Beginning with the line containing "of the flower" and ending with the last line of the records, set down every line exactly.
★ ★ ★ ★ ★
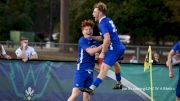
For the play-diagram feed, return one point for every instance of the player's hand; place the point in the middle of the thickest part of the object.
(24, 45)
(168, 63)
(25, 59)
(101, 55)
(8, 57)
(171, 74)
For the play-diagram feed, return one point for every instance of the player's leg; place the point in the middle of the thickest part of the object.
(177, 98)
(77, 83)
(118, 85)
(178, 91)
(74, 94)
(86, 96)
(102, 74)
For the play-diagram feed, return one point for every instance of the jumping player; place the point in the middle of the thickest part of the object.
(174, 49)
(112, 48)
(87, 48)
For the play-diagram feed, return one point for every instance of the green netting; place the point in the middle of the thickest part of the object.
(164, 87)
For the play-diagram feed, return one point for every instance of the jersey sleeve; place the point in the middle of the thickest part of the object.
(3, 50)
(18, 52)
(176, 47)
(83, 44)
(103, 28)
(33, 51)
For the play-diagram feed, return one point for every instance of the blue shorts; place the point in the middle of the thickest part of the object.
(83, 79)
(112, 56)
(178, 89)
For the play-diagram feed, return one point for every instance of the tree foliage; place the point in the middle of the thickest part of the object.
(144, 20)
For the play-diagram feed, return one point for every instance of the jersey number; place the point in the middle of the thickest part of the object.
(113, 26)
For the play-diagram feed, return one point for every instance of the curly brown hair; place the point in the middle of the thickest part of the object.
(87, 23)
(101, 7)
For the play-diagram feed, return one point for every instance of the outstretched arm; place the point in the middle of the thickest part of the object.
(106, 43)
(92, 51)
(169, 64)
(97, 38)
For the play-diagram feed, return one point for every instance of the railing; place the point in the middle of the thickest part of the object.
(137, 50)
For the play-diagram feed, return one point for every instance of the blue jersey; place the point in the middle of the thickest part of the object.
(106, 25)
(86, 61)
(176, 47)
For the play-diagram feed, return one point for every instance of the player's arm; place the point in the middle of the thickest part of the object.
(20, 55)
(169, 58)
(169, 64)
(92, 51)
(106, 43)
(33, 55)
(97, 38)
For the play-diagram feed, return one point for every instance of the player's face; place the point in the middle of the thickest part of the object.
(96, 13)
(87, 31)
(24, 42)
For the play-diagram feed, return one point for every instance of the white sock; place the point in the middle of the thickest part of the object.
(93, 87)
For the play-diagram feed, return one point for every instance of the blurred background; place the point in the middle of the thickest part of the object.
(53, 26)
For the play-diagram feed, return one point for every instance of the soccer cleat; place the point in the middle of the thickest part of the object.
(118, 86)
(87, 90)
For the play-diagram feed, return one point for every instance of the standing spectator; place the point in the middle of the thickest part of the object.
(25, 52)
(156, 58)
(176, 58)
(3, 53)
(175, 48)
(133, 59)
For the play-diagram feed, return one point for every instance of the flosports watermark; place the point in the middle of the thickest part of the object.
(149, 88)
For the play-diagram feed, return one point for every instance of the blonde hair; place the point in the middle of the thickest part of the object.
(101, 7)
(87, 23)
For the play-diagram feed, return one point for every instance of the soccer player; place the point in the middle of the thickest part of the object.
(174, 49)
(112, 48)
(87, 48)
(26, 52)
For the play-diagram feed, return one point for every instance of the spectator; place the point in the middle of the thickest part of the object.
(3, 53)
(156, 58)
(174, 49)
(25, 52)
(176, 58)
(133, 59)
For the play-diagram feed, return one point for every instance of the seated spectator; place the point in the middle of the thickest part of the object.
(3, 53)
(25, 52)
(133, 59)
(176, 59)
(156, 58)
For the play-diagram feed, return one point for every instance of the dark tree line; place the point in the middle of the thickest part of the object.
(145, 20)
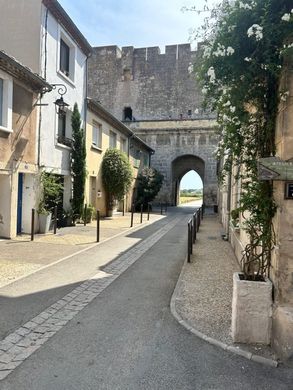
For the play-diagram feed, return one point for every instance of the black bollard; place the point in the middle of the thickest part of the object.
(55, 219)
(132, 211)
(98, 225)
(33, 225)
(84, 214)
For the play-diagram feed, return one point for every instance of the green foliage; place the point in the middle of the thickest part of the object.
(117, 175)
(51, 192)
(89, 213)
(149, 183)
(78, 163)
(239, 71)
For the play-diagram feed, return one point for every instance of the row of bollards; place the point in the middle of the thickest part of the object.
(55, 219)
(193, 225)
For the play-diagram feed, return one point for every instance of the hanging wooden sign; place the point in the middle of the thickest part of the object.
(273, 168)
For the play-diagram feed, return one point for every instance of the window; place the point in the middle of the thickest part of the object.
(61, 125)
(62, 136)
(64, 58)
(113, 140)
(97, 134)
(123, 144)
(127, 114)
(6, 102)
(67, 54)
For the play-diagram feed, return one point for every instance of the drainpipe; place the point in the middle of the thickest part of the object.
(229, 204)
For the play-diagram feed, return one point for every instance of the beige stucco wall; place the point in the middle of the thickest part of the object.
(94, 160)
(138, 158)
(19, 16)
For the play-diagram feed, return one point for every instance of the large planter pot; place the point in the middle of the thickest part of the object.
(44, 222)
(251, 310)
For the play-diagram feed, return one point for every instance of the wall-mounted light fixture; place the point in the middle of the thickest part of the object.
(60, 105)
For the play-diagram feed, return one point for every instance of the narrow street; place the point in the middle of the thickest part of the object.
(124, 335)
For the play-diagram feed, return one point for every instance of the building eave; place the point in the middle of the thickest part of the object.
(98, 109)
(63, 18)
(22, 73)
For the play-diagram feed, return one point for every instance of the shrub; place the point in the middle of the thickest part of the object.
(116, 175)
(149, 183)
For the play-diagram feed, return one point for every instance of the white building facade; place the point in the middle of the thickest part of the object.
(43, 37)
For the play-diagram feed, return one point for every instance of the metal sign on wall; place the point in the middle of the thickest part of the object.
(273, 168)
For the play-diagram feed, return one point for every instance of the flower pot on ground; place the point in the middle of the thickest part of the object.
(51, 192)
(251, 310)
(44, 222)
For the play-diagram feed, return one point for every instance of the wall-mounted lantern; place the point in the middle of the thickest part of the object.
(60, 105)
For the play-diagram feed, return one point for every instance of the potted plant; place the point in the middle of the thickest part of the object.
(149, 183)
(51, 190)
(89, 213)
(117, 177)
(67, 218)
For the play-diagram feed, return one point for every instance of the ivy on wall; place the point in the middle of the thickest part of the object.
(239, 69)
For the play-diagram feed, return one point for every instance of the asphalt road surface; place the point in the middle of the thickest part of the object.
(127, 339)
★ ★ ★ ★ ★
◆ WORKED SOLUTION ◆
For the play-diagram feed, return one point for every instance of the flower pot on ground; place the point in the middle of the thickest part of the object.
(51, 192)
(251, 310)
(44, 222)
For the play-diagram feed, return one point for every instance of the wall-mounted lantern; place the point in the middle of the thickest part of the object.
(60, 105)
For the play-diagram feed, return one point for every instance of the potted plant; place the point in the middle of the thickest part of the object.
(149, 183)
(51, 190)
(89, 213)
(117, 177)
(67, 218)
For the play-diagram feed, return one point for every instance of the ivy on wall; place the point in the middle of the thickest part of the object.
(239, 69)
For the play-diagram feed, return one point for every instance of the asphalt road surface; place the point in the middle of the thickest part of the object.
(127, 339)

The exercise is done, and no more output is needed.